# Passage:
____

Quote:
Originally Posted by Nesti
Surely that can only be so from the reference frame of the photon?! Because from any other frame it must traverse all topology along its geodesic pathway, ie light getting bent as it moves along its geodesic within a gravitational field, true? (I'm assuming we don't have two convenient sets of rules out there for how a photon behaves...like in QM)
So, if the photon must traverse its geodesic path, then surely gravity waves must get affected also (assuming that there are many local gravitational fields), otherwise we could easily get a situation where a gravity wave arrives ahead of the photon...which just isn't possible.
|
Whether a photon has a "frame of reference" has always been a debateable point. Since the world line is a null geodesic (ds^2=0), in the photon's frame it can simultaneously occupy every point along the worldline in the space-time of the wave, or it can be interpreted as a Lorentz contraction to zero length of the photon path.

____

# Source material:

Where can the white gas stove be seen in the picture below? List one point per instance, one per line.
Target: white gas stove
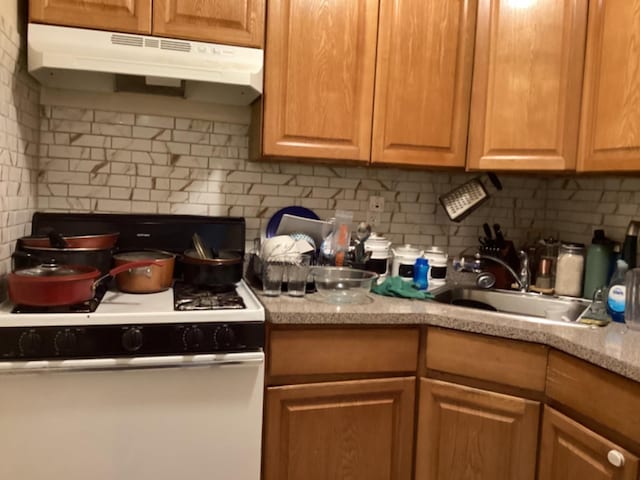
(154, 385)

____

# Exercise set:
1/ Answer these questions about the photon thread:
(a) According to the quoted post, what happens to light as it moves along its geodesic within a gravitational field?
(b) What does the reply call the photon's world line?
(c) Who originally posted the quoted message?
2/ Transcribe the stretch of the photon thread from "So, if the photon" through "the photon path.".
3/ Go on with the forum thread about photons and gravity waves from where it stops.

# The answers:
1/
(a) It gets bent.
(b) A null geodesic (ds^2=0).
(c) Nesti.

2/
So, if the photon must traverse its geodesic path, then surely gravity waves must get affected also (assuming that there are many local gravitational fields), otherwise we could easily get a situation where a gravity wave arrives ahead of the photon...which just isn't possible.
|
Whether a photon has a "frame of reference" has always been a debateable point. Since the world line is a null geodesic (ds^2=0), in the photon's frame it can simultaneously occupy every point along the worldline in the space-time of the wave, or it can be interpreted as a Lorentz contraction to zero length of the photon path.

3/
From an observer's frame of reference the null geodesic is straightforward, it means the photon travels at c irrespective of the topology of space-time or the photon's trajectory.
Quote:
To an observer's frame of reference
Again, are you talking purely from the photon's frame of reference?
|
No. The field equations for gravitational waves reduce to Helmholtz equations. The solutions are sinusoidal functions of constant amplitude and frequency and travelling at c. The shape of the wave doesn't change, hence the metric for the space-time of the wave doesn't alter.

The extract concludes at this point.